**GOAL OF THE EXERCISE**:
Below are records; please set down exactly the lines from the first through the one containing "query | spot the grass lawn".
++++ RECORDS SHOWN
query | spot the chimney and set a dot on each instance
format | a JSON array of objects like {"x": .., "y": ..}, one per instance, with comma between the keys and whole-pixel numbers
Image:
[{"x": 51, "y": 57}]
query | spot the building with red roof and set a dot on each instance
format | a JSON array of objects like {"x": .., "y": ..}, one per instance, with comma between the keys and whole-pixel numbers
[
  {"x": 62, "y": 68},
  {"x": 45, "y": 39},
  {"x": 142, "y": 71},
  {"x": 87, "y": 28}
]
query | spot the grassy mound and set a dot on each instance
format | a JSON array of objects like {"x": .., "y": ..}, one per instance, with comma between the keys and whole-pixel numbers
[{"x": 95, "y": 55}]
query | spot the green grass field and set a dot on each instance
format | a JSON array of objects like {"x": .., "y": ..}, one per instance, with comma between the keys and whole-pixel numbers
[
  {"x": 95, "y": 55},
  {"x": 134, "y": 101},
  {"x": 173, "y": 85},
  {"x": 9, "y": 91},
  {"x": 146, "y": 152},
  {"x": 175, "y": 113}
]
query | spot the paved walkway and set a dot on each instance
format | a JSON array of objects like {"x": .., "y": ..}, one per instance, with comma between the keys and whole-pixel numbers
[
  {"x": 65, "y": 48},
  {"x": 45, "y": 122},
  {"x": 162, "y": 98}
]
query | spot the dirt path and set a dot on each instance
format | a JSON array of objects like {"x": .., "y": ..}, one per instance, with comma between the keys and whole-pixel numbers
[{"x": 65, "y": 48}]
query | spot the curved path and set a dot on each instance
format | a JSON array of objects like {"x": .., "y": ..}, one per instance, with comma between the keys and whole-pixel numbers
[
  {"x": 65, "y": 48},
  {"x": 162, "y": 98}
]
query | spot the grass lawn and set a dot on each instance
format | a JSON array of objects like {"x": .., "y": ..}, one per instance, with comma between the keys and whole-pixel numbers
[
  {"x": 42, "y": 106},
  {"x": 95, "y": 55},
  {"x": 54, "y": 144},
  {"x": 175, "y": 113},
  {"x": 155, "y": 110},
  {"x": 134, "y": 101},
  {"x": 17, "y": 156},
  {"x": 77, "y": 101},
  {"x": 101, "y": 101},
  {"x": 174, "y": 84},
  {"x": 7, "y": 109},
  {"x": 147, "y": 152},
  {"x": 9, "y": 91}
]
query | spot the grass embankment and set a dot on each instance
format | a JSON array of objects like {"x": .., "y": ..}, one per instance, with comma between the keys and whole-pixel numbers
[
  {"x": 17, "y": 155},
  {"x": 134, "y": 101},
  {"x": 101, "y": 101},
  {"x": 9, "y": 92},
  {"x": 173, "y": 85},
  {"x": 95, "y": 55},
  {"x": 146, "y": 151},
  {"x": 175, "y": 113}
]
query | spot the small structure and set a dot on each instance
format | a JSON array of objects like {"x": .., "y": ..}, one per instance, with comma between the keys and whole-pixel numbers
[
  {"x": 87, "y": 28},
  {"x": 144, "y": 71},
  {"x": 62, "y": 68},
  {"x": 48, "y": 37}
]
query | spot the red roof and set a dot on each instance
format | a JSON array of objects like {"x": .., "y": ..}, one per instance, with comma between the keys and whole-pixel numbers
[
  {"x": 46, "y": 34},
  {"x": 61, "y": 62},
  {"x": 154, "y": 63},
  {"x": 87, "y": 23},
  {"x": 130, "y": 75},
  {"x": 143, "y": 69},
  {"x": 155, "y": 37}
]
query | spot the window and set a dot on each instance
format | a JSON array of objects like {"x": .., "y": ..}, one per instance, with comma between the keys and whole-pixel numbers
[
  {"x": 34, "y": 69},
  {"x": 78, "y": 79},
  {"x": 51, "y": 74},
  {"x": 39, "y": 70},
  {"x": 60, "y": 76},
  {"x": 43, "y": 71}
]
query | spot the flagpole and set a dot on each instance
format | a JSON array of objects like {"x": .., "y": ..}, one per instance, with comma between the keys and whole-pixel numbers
++++++++
**SOLUTION**:
query | spot the chimney and set a dot on each instance
format | a JSON array of objects like {"x": .., "y": ..}, one per instance, with comma between the keys and whole-pixel numbers
Image:
[{"x": 51, "y": 57}]
query | spot the building with red roof and set a dot on each instance
format | a JSON array of objects like {"x": .., "y": ..}, one per instance, with comma between the keys and whole-pixel numbers
[
  {"x": 62, "y": 68},
  {"x": 45, "y": 39},
  {"x": 142, "y": 71},
  {"x": 87, "y": 28}
]
query | spot the grassy mound and set a dot on each instance
format | a JSON array of objects like {"x": .., "y": ..}, one per instance, with comma between the keys and whole-pixel numbers
[{"x": 95, "y": 55}]
query | spot the green grass field and set a dot on each instance
format | a JSON array of objects like {"x": .., "y": ..}, one per instance, with comma between the keys and whole-pixel numbers
[
  {"x": 95, "y": 55},
  {"x": 134, "y": 101},
  {"x": 173, "y": 85},
  {"x": 9, "y": 91},
  {"x": 146, "y": 152},
  {"x": 175, "y": 113}
]
query | spot the paved walkway and set a dot on each instance
format | a JSON array of objects like {"x": .., "y": ..}, one per instance, with comma between the keys and whole-pixel numbers
[
  {"x": 65, "y": 48},
  {"x": 45, "y": 122},
  {"x": 162, "y": 98}
]
query | spot the dirt path and set a dot on each instance
format | a JSON array of objects like {"x": .., "y": ..}, one per instance, with comma between the keys and whole-pixel numbers
[{"x": 65, "y": 48}]
query | spot the curved path and set a dot on each instance
format | a JSON array of objects like {"x": .., "y": ..}, one per instance, with comma between the keys and whole-pixel numbers
[
  {"x": 65, "y": 48},
  {"x": 162, "y": 98}
]
query | spot the grass lawn and set a dot on each instance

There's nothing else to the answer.